╭─ Provided records
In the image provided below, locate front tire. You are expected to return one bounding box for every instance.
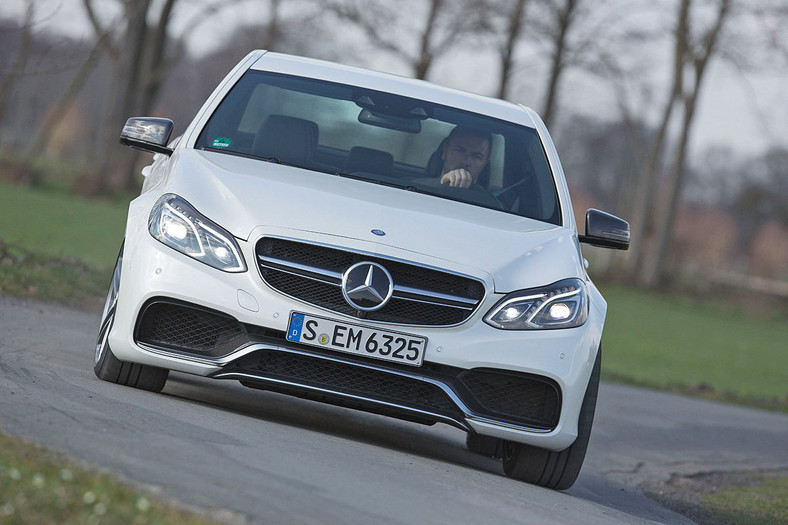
[503,348,602,490]
[93,245,170,392]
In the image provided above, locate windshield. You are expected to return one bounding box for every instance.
[196,71,561,224]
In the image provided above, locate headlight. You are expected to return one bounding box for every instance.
[148,193,246,272]
[484,279,588,330]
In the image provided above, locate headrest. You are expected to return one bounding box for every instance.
[345,146,394,175]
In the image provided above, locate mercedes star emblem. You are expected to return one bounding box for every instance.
[342,261,394,312]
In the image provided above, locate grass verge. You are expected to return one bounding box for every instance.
[602,286,788,412]
[0,433,228,525]
[0,238,112,311]
[641,469,788,525]
[0,182,128,269]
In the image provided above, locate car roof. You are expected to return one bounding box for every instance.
[250,50,536,128]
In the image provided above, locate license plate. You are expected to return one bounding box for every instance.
[287,312,427,366]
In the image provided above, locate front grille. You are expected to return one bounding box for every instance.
[459,369,561,429]
[231,350,463,421]
[136,301,246,354]
[257,237,484,326]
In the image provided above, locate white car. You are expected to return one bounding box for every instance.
[94,51,629,489]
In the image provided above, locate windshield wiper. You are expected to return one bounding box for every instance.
[334,171,429,194]
[200,146,311,170]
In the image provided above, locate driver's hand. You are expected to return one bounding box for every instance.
[441,169,473,188]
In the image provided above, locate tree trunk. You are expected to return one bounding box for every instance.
[542,0,577,127]
[642,0,731,287]
[0,0,36,133]
[627,0,692,281]
[498,0,528,100]
[413,0,443,80]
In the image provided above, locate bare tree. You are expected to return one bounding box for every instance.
[541,0,579,126]
[479,0,529,100]
[0,0,36,129]
[641,0,732,287]
[327,0,483,79]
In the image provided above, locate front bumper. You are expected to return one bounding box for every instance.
[109,207,603,450]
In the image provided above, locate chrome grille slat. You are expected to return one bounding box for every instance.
[256,237,484,326]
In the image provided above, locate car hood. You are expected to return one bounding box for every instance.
[163,149,584,292]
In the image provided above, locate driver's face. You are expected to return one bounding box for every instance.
[441,135,490,182]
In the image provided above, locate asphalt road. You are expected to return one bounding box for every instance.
[0,296,788,525]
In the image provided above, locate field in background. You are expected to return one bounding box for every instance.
[0,184,788,411]
[0,182,128,270]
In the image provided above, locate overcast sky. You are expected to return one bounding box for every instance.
[0,0,788,160]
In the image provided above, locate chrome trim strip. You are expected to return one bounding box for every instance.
[137,343,555,434]
[257,247,484,310]
[392,286,476,311]
[257,255,342,286]
[252,234,493,290]
[465,415,555,434]
[211,372,471,430]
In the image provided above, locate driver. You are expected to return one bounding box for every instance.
[440,125,492,188]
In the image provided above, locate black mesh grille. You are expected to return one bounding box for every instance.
[257,237,484,325]
[231,350,462,420]
[137,302,246,353]
[459,369,561,428]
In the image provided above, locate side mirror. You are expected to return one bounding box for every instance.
[120,117,174,155]
[578,208,629,250]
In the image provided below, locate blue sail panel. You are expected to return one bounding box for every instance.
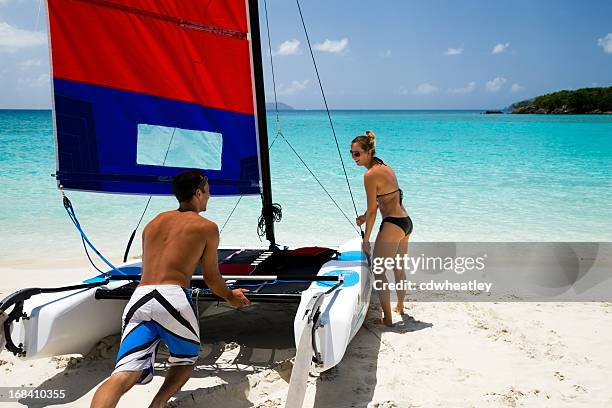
╰─
Rewrite the stretch of data from the line containing "In the image provided above, locate headlight." through the line containing "[345,146,394,175]", substituting "headlamp" for "headlight" and leaving everything else unchanged.

In the image provided above, locate headlamp. You are expected to return one bounding box for every instance.
[148,193,246,272]
[484,279,588,330]
In the image provided above, locate headrest. You are expected to return one bounding box for every instance.
[345,146,394,175]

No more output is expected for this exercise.